AIM OF THE TASK – Please show every line from the entries that carries the word "girl".

STUDY MATERIAL –
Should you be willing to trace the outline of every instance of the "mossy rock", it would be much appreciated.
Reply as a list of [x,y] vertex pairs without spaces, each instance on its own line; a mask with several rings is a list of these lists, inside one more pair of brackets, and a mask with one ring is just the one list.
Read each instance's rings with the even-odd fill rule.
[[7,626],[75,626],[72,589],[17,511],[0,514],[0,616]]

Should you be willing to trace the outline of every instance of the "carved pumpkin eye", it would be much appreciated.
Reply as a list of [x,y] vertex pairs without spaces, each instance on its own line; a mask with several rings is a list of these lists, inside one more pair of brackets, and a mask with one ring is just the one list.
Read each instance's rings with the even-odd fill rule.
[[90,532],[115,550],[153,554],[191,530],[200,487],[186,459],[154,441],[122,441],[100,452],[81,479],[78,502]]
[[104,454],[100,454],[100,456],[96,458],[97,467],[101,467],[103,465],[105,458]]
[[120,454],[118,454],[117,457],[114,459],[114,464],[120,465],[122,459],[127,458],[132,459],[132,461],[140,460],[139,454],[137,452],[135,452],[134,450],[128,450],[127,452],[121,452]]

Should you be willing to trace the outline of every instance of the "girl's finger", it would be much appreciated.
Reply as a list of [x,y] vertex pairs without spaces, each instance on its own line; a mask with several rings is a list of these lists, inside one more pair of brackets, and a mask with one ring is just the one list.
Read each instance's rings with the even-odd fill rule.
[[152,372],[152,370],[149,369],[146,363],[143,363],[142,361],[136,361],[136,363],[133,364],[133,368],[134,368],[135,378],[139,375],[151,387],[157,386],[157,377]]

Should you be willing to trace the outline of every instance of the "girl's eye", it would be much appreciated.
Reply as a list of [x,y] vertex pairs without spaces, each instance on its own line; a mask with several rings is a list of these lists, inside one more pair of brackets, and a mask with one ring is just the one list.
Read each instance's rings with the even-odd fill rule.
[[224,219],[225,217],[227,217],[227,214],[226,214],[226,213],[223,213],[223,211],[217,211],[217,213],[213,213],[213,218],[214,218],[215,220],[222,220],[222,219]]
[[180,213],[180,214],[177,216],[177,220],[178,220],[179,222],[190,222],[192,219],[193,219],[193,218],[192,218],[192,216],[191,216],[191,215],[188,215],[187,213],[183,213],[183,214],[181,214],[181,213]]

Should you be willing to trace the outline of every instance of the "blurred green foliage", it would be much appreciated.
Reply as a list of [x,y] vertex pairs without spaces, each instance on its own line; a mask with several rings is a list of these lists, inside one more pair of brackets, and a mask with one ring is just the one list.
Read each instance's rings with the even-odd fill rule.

OUTPUT BELOW –
Should you be willing to trace the outline of every instance of the "girl's finger", it would be much appreciated.
Should you be willing to trace the outline of every instance of the "girl's eye", it would be much appreciated.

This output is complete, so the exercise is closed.